─── Passage provided
We have no need of any advantage beyond our superior footballing ability, but Bournemouth generously donate us an extra man. Barmby crumples to the turf. It’s on the far side and, with a bright Southern sun shining directly into my eyes, I have no clue what occurred. But the linesman, right on the spot, had no doubt and quickly communicated the offence to the referee. Any Bournemouth protests seemed to concern the identity of the miscreant rather than the guilty act itself, and eventually Maher was red-carded.

With that, the home side’s chance they might catch us idling in front vanished, though the ten men did enjoy a brief flourish when a free-kick on the right was allowed to travel too far across our box to the back post where a fierce shot was rammed goalwards. Myhill hadn’t been busy but had stayed alert and he blocked the shot superbly well. A shiver of 2-1 rapidly became the reality of 3-0 just 90 seconds later. We sweep down the right and the ball is passed inside by Barmby to Fagan, whose ball retention has been a shade feeble at the beginning of the second half. But now he turns away from the defence and conjures up the most magnificent floated pass, skimming the head of the full-back, who is taken completely out of the game by the accuracy of the delivery, and dropping like a perfectly-struck sand wedge on to the advancing Elliott boot. All that’s needed now is the little matter of a cushioned side-foot volley into the near corner of the net, a job which Elliott completes with disdainful nonchalance, bringing his tally to 85 for the season, not counting loaves and fishes.

Some of the goals we’ve scored this season have been astonishing. The speed, the intelligence, the passing – we regularly tear apart perfectly competent lower Division defences. Three times yesterday we scored goals that were simply majestic confirmation of what a beautifully balanced team our managed has constructed.

And soon after, in slightly more brutal fashion, it was four. We won a free-kick hard by the by-line, over on our right. Delaney and Barmby stood over the ball. The angle was too tight for a shot, so a cross looked the safe option and Bournemouth packed the box to defend. Delaney runs over the ball and continues a few yards back up the field to give himself a better angle for a shot, Barmby rolls the dead ball backwards into his path, and the Lion of Cork thumps a powerful left-foot shot which flies through the thicket of limbs and bulges the side-netting inside Moss’s far post. 4-0, just superb.
──────
| Directive a |
Rescale the records from the line containing "Could you point out the nose" through the end of the records, and give only that stretch again, with every line, requests included, reproduced. Multiply each coordinate in the answers by 1.35 and round it to a whole number, with halves rounded up.
─── Stored data
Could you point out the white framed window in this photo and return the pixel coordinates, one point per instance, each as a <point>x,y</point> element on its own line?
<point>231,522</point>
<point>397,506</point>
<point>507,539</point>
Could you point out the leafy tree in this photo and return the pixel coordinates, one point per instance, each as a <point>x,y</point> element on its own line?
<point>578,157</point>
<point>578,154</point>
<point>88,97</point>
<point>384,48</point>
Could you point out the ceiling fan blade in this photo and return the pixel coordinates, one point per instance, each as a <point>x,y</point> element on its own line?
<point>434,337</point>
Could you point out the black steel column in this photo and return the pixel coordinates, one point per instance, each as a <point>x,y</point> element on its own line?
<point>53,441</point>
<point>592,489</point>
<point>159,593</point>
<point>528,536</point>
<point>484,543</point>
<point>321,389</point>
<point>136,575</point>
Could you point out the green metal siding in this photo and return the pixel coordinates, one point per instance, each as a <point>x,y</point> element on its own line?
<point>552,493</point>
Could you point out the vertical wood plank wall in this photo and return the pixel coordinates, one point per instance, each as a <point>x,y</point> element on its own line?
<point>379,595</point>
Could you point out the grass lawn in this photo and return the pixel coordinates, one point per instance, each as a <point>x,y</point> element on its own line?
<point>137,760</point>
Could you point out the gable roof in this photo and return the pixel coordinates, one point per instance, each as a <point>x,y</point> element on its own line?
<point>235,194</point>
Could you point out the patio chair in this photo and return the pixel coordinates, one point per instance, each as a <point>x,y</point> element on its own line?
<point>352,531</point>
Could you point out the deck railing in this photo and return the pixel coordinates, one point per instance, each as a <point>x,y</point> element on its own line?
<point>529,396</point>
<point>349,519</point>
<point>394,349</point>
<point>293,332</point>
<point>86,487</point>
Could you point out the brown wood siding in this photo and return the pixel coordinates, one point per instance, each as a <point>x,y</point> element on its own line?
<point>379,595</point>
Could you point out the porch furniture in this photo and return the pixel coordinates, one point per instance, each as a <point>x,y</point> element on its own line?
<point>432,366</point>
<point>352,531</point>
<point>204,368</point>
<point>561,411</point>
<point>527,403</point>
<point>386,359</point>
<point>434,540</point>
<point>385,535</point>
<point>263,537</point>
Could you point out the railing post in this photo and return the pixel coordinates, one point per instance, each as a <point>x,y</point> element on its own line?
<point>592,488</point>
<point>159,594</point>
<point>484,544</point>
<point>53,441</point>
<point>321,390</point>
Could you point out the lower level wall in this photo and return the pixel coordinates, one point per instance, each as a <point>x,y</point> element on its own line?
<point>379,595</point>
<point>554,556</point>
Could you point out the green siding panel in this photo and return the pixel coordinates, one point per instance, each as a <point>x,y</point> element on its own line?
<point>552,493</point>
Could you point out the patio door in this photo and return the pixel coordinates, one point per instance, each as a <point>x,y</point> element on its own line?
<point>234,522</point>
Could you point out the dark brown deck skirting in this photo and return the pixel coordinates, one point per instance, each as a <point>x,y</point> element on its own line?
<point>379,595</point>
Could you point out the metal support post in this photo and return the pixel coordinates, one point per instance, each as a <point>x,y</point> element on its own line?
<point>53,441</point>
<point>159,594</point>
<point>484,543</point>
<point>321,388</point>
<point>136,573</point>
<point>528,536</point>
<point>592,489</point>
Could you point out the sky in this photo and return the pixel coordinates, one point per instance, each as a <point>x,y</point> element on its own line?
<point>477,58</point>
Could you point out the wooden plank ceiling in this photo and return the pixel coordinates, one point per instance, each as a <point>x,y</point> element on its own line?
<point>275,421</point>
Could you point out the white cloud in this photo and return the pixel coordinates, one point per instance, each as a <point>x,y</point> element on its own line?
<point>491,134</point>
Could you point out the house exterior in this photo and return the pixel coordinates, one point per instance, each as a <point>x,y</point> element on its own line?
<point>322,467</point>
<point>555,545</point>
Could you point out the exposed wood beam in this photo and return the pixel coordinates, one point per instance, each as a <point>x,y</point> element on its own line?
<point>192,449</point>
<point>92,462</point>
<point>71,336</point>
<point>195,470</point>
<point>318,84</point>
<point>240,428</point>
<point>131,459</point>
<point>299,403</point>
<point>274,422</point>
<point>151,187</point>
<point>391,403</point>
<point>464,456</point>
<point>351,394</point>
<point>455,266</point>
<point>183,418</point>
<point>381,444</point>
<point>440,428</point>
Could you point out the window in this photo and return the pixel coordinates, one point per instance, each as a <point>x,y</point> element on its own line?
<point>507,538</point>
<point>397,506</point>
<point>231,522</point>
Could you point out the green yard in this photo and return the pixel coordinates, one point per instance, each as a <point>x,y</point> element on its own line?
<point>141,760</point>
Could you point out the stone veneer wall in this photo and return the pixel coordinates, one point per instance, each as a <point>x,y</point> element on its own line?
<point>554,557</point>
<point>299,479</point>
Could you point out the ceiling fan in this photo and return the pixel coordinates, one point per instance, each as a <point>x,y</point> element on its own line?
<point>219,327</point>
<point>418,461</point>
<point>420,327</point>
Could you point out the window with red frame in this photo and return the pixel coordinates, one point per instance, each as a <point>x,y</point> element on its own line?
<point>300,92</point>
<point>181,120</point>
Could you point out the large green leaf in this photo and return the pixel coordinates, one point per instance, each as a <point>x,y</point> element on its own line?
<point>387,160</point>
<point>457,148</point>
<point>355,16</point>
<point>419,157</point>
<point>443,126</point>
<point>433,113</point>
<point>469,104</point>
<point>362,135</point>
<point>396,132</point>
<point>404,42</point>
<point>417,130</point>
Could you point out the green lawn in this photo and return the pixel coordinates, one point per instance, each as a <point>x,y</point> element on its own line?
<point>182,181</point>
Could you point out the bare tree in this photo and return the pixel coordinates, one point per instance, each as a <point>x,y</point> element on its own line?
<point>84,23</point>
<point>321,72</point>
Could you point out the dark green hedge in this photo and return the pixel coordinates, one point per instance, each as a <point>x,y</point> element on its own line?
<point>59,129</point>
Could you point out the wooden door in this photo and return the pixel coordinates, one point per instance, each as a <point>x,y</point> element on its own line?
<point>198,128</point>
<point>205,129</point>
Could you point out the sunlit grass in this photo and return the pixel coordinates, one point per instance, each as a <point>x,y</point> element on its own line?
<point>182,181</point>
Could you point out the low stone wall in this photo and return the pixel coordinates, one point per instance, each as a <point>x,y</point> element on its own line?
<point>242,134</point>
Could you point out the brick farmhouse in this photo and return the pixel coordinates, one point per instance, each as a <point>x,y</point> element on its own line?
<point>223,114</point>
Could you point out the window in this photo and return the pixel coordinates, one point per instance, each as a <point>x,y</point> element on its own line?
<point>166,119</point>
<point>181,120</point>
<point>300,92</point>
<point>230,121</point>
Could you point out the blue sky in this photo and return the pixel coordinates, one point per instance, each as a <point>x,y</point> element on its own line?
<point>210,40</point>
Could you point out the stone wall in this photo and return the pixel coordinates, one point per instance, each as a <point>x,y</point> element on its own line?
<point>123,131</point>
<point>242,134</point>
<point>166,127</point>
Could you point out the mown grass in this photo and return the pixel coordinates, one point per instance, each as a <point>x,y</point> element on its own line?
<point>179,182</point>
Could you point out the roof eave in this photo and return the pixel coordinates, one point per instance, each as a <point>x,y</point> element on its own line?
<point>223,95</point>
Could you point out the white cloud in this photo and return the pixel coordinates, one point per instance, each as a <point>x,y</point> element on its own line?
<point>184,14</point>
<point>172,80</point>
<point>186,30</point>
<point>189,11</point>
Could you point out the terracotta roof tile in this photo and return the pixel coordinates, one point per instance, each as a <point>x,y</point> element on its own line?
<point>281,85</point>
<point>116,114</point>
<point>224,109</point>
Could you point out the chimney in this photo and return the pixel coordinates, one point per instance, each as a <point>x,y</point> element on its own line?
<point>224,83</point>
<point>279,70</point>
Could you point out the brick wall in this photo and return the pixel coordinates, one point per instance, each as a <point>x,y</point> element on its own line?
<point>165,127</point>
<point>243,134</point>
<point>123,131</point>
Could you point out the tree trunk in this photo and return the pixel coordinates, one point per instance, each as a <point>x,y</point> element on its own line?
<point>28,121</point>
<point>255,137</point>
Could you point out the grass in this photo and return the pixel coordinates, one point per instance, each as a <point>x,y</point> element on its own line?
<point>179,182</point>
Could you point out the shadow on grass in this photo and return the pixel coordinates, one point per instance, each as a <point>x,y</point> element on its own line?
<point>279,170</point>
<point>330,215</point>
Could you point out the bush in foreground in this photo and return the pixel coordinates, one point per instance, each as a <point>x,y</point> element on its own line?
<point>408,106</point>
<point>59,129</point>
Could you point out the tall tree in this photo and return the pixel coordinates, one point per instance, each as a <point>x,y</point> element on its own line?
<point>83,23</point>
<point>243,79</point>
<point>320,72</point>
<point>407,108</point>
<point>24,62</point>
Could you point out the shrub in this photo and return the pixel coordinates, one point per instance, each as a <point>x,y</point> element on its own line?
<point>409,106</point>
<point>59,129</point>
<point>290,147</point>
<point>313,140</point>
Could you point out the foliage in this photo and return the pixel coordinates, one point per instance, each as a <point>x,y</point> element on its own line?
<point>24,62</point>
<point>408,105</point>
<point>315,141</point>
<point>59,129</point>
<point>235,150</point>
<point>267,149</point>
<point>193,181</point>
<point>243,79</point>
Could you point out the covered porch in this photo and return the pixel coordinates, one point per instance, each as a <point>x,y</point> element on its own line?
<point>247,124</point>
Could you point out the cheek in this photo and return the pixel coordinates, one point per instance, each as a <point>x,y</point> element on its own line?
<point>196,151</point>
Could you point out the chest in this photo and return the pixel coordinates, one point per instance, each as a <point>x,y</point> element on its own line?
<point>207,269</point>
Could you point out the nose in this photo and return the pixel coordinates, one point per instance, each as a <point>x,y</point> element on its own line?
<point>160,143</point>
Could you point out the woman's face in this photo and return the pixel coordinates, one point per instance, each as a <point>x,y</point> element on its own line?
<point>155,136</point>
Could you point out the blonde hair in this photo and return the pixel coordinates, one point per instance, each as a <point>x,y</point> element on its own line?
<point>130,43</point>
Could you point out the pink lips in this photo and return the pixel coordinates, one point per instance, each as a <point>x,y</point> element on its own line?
──────
| Directive b |
In the match report, substitute "assistant referee" for "linesman" in the stretch from "We have no need" through "Maher was red-carded.", and give that stretch again with the change made.

| Task response a |
Could you point out the nose in this photo and return the pixel coordinates, one point per instance, each as a <point>x,y</point> element on its own line?
<point>216,193</point>
Could you point out the woman's face in this photo and return the pixel coordinates, one point per instance, each as a <point>x,y</point> element on its own line?
<point>209,184</point>
Could you point out the blonde hair in this photo and return the pixel coordinates, one point per instance, each as a <point>x,y</point> element on its own line?
<point>176,58</point>
Could you point out the pink lips in this photo and return the pixel coordinates, one point per instance, each as a <point>x,y</point> element on its own line?

| Task response b |
We have no need of any advantage beyond our superior footballing ability, but Bournemouth generously donate us an extra man. Barmby crumples to the turf. It’s on the far side and, with a bright Southern sun shining directly into my eyes, I have no clue what occurred. But the assistant referee, right on the spot, had no doubt and quickly communicated the offence to the referee. Any Bournemouth protests seemed to concern the identity of the miscreant rather than the guilty act itself, and eventually Maher was red-carded.